TASK DETAILS ▸ Reproduce the rows from the line containing "Draw the outline of every instance of the white wall" through the line containing "184 86 L 177", including both ends and leaving the request text unchanged. In the answer outline, multiply each vertex coordinate by 0.6 and round it to the nearest whole number, rounding halves up.

Dataset rows
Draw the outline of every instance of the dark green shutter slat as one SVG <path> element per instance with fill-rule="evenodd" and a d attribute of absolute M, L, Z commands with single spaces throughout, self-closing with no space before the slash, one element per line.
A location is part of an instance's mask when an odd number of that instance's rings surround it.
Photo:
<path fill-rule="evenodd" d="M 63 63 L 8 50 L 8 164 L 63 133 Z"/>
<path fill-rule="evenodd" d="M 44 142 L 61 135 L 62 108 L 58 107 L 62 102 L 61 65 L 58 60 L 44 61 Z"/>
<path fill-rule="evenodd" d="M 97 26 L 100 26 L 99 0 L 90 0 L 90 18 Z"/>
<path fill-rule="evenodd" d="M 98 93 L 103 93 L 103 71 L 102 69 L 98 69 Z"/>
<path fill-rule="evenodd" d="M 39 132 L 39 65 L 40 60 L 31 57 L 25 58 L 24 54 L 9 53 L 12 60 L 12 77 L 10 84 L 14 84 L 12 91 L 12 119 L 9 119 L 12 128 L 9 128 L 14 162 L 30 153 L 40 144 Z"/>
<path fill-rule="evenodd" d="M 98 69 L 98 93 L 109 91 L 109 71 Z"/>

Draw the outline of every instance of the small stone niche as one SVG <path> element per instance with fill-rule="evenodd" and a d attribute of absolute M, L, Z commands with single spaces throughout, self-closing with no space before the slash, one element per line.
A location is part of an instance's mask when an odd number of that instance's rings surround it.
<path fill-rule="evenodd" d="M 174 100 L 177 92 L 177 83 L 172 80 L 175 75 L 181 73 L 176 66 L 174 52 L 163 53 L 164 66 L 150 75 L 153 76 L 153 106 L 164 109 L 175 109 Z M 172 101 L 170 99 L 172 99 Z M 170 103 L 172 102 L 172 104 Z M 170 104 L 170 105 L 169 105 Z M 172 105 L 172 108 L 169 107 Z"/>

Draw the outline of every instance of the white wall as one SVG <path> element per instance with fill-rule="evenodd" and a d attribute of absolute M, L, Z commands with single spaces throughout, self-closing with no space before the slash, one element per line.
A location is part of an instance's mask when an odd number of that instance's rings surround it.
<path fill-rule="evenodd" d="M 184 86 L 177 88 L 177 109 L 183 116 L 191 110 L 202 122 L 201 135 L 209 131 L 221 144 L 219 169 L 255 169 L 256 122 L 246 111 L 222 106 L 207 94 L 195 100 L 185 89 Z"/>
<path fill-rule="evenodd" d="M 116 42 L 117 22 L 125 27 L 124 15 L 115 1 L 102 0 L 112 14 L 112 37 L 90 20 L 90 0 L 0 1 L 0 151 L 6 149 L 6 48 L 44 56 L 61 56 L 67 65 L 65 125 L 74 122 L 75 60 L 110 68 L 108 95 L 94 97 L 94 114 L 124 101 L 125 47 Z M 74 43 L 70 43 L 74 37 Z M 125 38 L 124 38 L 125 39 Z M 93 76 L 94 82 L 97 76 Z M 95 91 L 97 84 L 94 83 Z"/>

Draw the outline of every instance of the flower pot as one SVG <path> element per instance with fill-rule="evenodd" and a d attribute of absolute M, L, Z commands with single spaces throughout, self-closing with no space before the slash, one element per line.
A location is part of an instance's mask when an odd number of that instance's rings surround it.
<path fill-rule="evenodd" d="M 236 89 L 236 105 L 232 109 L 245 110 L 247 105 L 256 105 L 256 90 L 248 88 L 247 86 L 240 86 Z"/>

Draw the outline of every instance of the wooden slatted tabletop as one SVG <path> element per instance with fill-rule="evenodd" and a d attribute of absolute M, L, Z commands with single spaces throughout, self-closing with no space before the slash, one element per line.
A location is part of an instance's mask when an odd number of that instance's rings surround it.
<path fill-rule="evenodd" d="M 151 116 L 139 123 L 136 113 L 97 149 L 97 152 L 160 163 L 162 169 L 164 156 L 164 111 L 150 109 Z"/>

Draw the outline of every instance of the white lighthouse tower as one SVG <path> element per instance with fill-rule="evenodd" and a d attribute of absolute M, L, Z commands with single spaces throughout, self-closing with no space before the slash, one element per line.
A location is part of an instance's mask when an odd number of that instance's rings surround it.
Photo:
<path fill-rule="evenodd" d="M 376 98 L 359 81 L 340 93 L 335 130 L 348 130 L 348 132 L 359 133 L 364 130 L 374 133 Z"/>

EXERCISE OUTPUT ▸
Draw the outline of every instance of the white wall as one SVG <path> element per instance with fill-rule="evenodd" and a d attribute of absolute M, L, Z commands with single spaces throughout, self-closing with no space before the slash, one element per line.
A location is part of an instance's mask when an odd number of that instance's rings surround it.
<path fill-rule="evenodd" d="M 110 52 L 106 53 L 106 65 L 110 70 L 115 66 L 121 73 L 121 81 L 125 79 L 133 86 L 131 101 L 153 101 L 154 73 L 148 67 L 133 64 L 124 56 L 117 60 L 111 53 Z"/>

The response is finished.